These protests began way back in April. For nearly nine months we have watched militarized police officers decked out in riot gear gear and flanked by armored vehicles attack unarmed and nonviolent Native Americans and their allies with tear gas, paper spray, sonic weapons, rubber bullets, bean-bag guns, and tasers. We have seen them beat men and women with batons and billy clubs before dragging them off to jail, temporarily locking them in dog kennels, according to reports from Salon and others. We have seen paid security guards sick trained attack dogs on American citizens — in 2016.
Sunday night, the police escalated the brutality of their violence by intentionally spraying protestors with water cannons as the temperatures dropped into the 20s, The Intercept reported. They simultaneously fired tear gas and pepper spray at them.
The Los Angeles Times says one women — Sophia Wilansky — may lose her arm because of an injury sustained during Sunday night’s melee. Neither side wants to take responsibility.
It’s impossible to see these images, to watch videos of police spraying civilians with hoses and activists having attack dogs released on them, without thinking of the iconic images of the Civil Rights Movement.
The activists of the Civil Rights Movement were fighting for basic human rights.
Water is a basic human right.
The Dakota Access Pipeline threatens the supplies of drinking water for the Standing Rock Sioux and millions of other people in the region.
— Jennifer Cha-cha-cha (@JenChancellor) November 22, 2016
The government knows the pipeline is a potential threat. This has been acknowledged by several agencies, including the Army Corps of Engineers, which fast-tracked construction of the pipeline, according to a report from the Seattle Times.
In fact, the Army Corps of Engineers rerouted the original path of the pipeline due to concerns that it might contaminate the water supplies of cities it passed by. They chose to endanger the water of the Sioux and others instead.
Why is their home, their comfort, their survival less important than anyone else’s?
They have a right to protest and to protect themselves.
Native Americans are among the most marginalized people in America. We don’t need to recall the history here. We should all be familiar with enough of it by now to know better than to let what’s going on at Standing Rock continue.
The Democrats want us to believe that they are there for those who need them, that they will protect the most vulnerable among us. Yet what’s happening at Standing Rock — all of it — has taken place under a Democratic administration. All of it — all of it — has taken place during the administration of the man who campaigned on the promise of hope.

### [TASKS TO COMPLETE]
A. Copy word for word the part of the Standing Rock piece that begins at "The activists of" and ends with "than anyone else’s?".
B. Carry on the piece about the Standing Rock pipeline protests from the point where it stops.

### [SOURCE MATERIAL]
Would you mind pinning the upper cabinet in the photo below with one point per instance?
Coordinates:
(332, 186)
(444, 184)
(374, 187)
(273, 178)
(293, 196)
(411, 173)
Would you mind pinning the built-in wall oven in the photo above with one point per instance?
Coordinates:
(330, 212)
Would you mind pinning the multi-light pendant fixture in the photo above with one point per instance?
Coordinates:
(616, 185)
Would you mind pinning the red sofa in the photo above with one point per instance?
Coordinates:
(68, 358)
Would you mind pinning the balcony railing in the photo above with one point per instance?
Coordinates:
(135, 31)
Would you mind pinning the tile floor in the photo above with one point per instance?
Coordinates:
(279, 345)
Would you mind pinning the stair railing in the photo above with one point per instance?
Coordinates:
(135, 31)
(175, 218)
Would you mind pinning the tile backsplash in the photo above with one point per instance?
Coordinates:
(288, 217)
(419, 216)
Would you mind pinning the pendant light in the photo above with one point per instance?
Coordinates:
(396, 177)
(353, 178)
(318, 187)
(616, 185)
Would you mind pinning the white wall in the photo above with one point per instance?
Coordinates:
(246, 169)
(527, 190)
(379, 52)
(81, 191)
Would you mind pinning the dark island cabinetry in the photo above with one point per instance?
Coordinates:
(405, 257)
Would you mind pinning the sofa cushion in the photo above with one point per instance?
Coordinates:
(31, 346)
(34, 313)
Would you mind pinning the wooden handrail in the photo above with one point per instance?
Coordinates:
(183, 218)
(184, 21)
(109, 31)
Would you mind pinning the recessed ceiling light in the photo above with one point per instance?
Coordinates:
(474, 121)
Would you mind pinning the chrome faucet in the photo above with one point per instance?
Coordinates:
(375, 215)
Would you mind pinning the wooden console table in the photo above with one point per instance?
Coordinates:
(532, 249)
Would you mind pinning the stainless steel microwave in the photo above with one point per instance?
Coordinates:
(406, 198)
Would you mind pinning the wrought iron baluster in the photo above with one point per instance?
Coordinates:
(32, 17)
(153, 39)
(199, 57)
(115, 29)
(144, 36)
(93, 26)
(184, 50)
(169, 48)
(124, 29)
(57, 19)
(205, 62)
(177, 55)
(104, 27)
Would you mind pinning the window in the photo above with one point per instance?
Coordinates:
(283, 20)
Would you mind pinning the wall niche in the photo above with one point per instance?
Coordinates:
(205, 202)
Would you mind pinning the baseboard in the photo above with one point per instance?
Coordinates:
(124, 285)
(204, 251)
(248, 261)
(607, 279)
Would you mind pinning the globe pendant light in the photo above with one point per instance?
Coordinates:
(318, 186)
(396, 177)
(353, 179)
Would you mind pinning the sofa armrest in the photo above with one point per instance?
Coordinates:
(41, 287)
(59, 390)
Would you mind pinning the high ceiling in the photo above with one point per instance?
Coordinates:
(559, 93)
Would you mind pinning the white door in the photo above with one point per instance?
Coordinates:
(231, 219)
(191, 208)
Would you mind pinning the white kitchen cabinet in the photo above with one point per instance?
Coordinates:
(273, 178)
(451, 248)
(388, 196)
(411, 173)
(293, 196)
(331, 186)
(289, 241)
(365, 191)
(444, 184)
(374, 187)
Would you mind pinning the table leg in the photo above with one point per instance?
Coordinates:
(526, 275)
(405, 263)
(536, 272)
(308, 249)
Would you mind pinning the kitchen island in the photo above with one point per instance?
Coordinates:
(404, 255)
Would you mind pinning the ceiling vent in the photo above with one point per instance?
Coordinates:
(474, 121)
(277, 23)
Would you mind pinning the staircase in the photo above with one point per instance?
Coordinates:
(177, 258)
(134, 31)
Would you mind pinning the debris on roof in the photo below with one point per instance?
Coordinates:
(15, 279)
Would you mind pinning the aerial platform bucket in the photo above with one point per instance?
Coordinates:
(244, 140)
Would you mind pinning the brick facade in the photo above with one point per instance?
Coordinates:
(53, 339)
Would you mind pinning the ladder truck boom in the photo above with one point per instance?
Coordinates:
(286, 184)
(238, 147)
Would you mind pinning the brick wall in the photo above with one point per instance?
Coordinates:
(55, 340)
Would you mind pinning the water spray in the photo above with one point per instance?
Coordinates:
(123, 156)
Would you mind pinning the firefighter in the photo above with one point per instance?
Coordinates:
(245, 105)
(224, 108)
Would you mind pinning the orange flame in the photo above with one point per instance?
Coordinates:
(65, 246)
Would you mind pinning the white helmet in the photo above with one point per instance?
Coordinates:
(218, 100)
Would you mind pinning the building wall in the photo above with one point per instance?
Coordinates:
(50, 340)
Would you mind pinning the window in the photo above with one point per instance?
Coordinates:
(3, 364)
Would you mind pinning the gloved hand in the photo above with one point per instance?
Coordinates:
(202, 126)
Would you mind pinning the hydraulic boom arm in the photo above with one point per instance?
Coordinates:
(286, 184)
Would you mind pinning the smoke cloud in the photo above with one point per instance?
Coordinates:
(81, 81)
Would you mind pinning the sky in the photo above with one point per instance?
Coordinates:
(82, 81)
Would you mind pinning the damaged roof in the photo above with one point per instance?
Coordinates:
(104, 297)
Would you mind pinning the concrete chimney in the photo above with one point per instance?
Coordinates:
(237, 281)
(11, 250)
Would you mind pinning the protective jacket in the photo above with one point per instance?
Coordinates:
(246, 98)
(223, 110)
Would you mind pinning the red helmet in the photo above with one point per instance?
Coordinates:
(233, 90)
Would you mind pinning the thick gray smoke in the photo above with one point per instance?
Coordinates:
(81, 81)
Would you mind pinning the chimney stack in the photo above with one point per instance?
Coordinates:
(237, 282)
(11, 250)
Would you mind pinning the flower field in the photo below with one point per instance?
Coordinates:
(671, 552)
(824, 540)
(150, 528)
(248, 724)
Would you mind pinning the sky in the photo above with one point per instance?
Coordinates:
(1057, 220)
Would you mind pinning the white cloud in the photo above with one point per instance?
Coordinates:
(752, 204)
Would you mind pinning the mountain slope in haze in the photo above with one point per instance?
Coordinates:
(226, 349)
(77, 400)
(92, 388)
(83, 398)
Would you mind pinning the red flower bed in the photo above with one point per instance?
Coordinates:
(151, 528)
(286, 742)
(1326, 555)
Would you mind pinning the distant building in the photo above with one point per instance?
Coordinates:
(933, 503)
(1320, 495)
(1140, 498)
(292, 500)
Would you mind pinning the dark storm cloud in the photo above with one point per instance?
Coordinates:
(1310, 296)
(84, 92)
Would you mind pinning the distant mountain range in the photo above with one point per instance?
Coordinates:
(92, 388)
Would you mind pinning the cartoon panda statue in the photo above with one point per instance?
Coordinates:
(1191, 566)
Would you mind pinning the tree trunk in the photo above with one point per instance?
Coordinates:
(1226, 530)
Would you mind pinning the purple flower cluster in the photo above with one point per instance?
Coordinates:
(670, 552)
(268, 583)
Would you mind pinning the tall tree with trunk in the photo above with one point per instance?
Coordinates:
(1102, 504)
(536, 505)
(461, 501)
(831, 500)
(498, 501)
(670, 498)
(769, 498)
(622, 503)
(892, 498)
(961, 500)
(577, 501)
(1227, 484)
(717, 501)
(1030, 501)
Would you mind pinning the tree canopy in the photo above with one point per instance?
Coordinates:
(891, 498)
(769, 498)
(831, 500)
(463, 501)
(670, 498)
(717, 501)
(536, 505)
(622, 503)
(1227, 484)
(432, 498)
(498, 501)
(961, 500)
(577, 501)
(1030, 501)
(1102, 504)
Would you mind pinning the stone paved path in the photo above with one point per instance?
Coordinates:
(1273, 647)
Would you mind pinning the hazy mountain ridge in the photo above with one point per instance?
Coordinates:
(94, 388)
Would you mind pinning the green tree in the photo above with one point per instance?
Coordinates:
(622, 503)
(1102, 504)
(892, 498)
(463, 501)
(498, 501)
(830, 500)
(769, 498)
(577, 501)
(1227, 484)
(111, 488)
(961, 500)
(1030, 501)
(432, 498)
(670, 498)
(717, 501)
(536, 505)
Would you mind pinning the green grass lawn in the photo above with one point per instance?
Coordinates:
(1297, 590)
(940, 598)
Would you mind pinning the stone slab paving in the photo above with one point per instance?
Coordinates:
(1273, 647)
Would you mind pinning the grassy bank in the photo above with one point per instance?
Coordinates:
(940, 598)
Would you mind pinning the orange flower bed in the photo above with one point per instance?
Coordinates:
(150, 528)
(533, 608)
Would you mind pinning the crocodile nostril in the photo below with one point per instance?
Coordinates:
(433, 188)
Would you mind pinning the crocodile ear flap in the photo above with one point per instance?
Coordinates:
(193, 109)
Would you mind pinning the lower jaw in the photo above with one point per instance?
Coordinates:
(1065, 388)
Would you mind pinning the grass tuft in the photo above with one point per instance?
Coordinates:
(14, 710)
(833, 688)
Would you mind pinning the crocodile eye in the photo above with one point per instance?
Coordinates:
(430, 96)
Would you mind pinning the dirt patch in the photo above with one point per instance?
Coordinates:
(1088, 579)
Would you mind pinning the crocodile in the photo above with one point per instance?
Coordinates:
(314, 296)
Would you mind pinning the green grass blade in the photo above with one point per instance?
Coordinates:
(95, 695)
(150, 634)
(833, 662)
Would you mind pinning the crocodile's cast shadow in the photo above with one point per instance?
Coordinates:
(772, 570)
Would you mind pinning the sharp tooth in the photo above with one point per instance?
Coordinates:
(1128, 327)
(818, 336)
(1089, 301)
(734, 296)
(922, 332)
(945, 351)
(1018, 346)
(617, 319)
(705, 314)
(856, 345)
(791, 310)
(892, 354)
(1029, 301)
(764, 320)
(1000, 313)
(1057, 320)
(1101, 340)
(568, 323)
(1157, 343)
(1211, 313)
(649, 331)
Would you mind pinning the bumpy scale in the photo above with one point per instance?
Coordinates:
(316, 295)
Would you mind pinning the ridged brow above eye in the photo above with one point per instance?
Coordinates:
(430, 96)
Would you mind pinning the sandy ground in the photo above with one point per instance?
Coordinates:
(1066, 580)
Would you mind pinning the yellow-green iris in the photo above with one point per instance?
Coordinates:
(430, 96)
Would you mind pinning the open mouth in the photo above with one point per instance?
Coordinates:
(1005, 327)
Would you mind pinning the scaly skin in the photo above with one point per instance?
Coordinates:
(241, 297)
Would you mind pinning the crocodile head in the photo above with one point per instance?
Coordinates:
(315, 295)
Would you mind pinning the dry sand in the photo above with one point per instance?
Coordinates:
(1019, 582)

### [ANSWERS GIVEN]
A.
The activists of the Civil Rights Movement were fighting for basic human rights.
Water is a basic human right.
The Dakota Access Pipeline threatens the supplies of drinking water for the Standing Rock Sioux and millions of other people in the region.
— Jennifer Cha-cha-cha (@JenChancellor) November 22, 2016
The government knows the pipeline is a potential threat. This has been acknowledged by several agencies, including the Army Corps of Engineers, which fast-tracked construction of the pipeline, according to a report from the Seattle Times.
In fact, the Army Corps of Engineers rerouted the original path of the pipeline due to concerns that it might contaminate the water supplies of cities it passed by. They chose to endanger the water of the Sioux and others instead.
Why is their home, their comfort, their survival less important than anyone else’s?

B.
President Obama and Hillary Clinton have been silent throughout the protests against the Dakota Access Pipeline, silent in the face of police brutality against thousands of unarmed citizens.
Well, that’s not entirely true. Obama has spoken on the matter.
“[W]e’re going to let it play out for several more weeks and determine whether or not this can be resolved in a way that I think is properly attentive to the traditions of the first Americans,” Obama said in a November 3 interview with Democracy Now!.
President Obama, it’s been nearly three weeks and we’ve now seen how it’s going to play out: more protestors in jails and hospitals as construction of the pipeline continues.
The Standing Rock Sioux don’t have time to watch it play out. Everyday construction continues is another day closer to their permanently losing this battle.
This is one of the progressive issues of the moment. If this past election cycle taught the Democratic Party anything, it should be that progressives don’t easily forgive or forget and that the party needs them to come and vote if it wants to win.
Obama and the Democratic Party must take action on the Dakota Access Pipeline right now if they want to start to win back progressive voters. Otherwise, it’s going to be very difficult to take seriously any pitches the party makes about caring about marginalized peoples — or the environment for that matter — in 2018 and 2020.
Saying “We’re not as bad as the really bad guys” is not an effective campaign slogan. The Democrats should know that by now.